Items listed in a dataset:
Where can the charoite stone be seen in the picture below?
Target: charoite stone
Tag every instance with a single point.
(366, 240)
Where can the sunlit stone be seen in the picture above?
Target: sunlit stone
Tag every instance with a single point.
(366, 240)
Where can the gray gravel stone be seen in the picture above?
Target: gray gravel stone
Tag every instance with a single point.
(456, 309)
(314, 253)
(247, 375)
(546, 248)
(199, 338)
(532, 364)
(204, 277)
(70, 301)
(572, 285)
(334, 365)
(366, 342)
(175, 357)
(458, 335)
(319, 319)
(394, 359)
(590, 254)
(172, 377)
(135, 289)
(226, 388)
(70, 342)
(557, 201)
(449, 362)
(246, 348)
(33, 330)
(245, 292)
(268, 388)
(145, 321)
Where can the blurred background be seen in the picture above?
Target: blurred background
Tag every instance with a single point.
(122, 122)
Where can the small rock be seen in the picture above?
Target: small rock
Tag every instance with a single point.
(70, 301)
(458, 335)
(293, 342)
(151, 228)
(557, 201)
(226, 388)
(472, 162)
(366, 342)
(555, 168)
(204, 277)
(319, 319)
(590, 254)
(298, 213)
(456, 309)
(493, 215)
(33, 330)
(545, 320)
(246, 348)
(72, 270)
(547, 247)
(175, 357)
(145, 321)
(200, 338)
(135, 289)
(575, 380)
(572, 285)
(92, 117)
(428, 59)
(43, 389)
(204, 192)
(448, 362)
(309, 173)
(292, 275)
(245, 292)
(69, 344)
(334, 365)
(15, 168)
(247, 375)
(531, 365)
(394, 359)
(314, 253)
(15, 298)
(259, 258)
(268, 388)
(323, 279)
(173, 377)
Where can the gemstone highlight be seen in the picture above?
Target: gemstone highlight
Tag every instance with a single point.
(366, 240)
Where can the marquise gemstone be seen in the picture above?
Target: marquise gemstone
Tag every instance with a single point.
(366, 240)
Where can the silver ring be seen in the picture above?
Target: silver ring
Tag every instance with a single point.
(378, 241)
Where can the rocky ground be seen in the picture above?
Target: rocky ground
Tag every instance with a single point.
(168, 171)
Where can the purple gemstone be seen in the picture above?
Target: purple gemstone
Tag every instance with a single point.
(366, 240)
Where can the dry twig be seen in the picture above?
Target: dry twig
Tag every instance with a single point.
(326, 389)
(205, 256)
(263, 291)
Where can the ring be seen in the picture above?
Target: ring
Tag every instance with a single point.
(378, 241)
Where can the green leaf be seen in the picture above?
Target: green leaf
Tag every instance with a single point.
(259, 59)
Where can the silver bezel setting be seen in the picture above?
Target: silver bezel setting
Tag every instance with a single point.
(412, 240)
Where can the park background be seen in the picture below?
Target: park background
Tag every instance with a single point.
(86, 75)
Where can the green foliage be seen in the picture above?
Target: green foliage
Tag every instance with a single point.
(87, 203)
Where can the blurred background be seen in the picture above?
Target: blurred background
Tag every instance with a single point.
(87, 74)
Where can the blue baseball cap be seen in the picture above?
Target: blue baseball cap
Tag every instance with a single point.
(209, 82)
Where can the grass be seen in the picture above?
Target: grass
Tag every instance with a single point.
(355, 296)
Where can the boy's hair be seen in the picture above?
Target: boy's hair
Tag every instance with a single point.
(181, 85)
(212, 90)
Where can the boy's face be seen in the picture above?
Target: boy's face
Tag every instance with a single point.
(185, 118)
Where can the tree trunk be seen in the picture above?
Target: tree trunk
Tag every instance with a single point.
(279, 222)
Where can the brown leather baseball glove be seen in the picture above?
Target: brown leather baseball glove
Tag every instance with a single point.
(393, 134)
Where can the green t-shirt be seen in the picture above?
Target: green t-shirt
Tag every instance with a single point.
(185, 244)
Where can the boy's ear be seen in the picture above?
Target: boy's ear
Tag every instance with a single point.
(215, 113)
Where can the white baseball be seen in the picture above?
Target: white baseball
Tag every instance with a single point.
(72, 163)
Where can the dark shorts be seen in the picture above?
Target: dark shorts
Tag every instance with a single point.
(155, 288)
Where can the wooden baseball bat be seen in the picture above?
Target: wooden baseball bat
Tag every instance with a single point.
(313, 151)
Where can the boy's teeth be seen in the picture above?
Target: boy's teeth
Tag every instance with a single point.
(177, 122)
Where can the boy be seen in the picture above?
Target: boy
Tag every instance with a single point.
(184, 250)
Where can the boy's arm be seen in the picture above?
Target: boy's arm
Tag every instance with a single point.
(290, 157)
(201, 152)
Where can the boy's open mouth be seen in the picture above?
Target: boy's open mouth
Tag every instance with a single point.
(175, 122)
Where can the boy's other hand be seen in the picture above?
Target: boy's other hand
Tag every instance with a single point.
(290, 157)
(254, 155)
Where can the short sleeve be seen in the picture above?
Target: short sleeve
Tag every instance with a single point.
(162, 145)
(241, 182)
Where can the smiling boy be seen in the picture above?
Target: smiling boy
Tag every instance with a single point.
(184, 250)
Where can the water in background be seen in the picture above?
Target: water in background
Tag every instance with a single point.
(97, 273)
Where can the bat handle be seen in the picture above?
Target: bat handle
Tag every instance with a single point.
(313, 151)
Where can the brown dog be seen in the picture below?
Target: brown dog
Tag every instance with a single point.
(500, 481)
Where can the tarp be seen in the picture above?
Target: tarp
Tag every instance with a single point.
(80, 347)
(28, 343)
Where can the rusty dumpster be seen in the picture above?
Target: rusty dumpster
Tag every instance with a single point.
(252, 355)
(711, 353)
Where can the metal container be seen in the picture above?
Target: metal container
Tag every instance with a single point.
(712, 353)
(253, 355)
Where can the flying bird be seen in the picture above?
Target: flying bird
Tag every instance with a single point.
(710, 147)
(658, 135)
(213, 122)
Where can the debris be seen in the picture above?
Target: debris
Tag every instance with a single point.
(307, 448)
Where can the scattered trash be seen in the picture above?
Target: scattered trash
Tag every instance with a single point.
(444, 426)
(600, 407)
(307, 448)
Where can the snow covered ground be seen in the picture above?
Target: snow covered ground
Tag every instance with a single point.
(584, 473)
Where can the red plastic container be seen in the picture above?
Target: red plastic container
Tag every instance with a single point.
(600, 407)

Exercise instructions: All lines from the start of the entries through the line where "Where can the silver ring" sits should be duplicated exactly, with nothing else in the output.

Answer for this exercise:
Where can the charoite stone be seen in the picture below?
Target: charoite stone
Tag every instance with a single point.
(366, 240)
Where can the sunlit stone be seen in the picture above?
Target: sunlit stone
Tag every instance with a single point.
(366, 240)
Where can the gray gravel stone be seen in the picture above?
Target: gray gravel stone
Tag every instance with a single point.
(456, 309)
(314, 253)
(247, 375)
(546, 248)
(199, 338)
(532, 364)
(204, 277)
(70, 301)
(572, 285)
(334, 365)
(366, 342)
(175, 357)
(458, 335)
(319, 319)
(394, 359)
(590, 254)
(172, 377)
(135, 289)
(226, 388)
(70, 342)
(557, 201)
(449, 362)
(246, 348)
(33, 330)
(245, 292)
(268, 388)
(145, 321)
Where can the blurred background be seen in the picture above?
Target: blurred background
Tag every instance with a single point.
(122, 122)
Where can the small rock be seen in the picture above?
Target: small rock
Tag every instance with a single point.
(70, 301)
(458, 335)
(293, 342)
(151, 228)
(557, 201)
(226, 388)
(472, 162)
(366, 342)
(555, 168)
(204, 277)
(319, 319)
(590, 254)
(298, 213)
(456, 309)
(493, 215)
(33, 330)
(545, 320)
(246, 348)
(72, 270)
(547, 247)
(175, 357)
(145, 321)
(200, 338)
(135, 289)
(575, 380)
(572, 285)
(92, 117)
(428, 59)
(43, 389)
(204, 192)
(448, 362)
(309, 173)
(292, 275)
(245, 292)
(69, 344)
(334, 365)
(15, 168)
(247, 375)
(531, 365)
(394, 359)
(314, 253)
(15, 298)
(259, 258)
(268, 388)
(323, 279)
(173, 377)
Where can the gemstone highlight be seen in the picture above?
Target: gemstone highlight
Tag every instance with a single point.
(366, 240)
Where can the marquise gemstone be seen in the picture above?
Target: marquise gemstone
Tag every instance with a single point.
(366, 240)
Where can the silver ring be seen in the picture above?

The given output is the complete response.